Data excerpted from a collection
■ ■ ■ ■
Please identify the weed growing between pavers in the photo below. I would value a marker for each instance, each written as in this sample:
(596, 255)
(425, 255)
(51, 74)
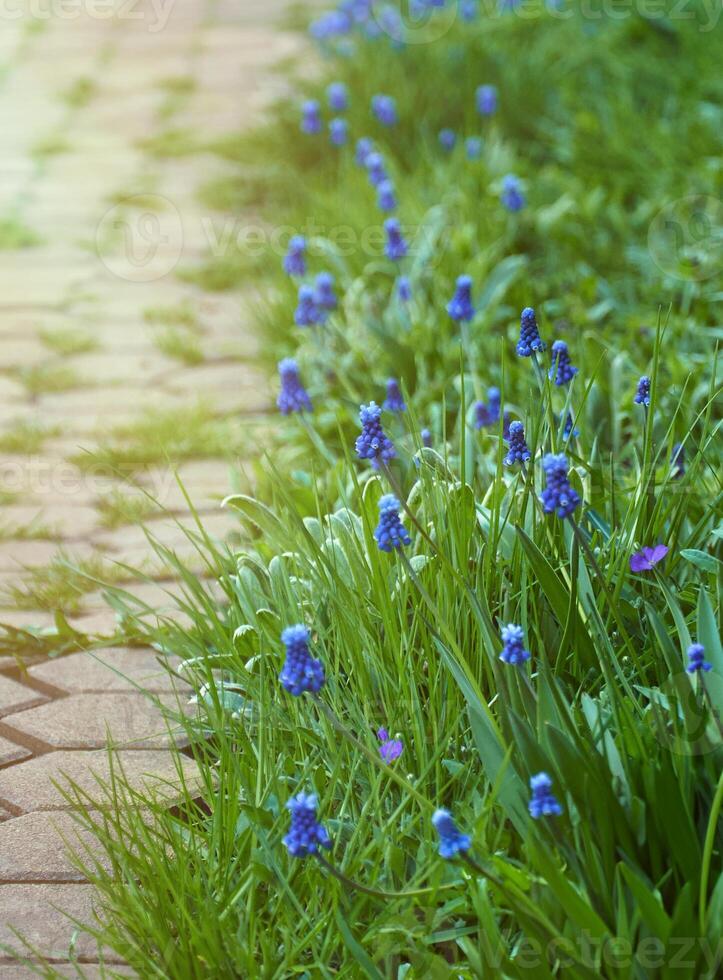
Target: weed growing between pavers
■ ■ ■ ■
→ Instructions for the task: Present every line of the data above as a numbered list, skipping any blank lines. Leave the pictures out.

→ Written solution:
1. Please identify the weed growing between pavers in the photo below. I would value a marker for each instance, each written as in this sample:
2. (596, 255)
3. (425, 255)
4. (51, 74)
5. Target: weed growing between pavers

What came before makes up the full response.